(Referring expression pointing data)
+++++

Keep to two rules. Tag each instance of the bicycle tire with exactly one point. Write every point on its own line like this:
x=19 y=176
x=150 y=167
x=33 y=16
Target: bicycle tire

+++++

WORK TO COMPLETE
Type out every record above once more, exactly.

ANSWER SPACE
Keep to two rules. Tag each instance of the bicycle tire with exactly one point. Write every point on its own line like this:
x=19 y=176
x=150 y=167
x=33 y=16
Target: bicycle tire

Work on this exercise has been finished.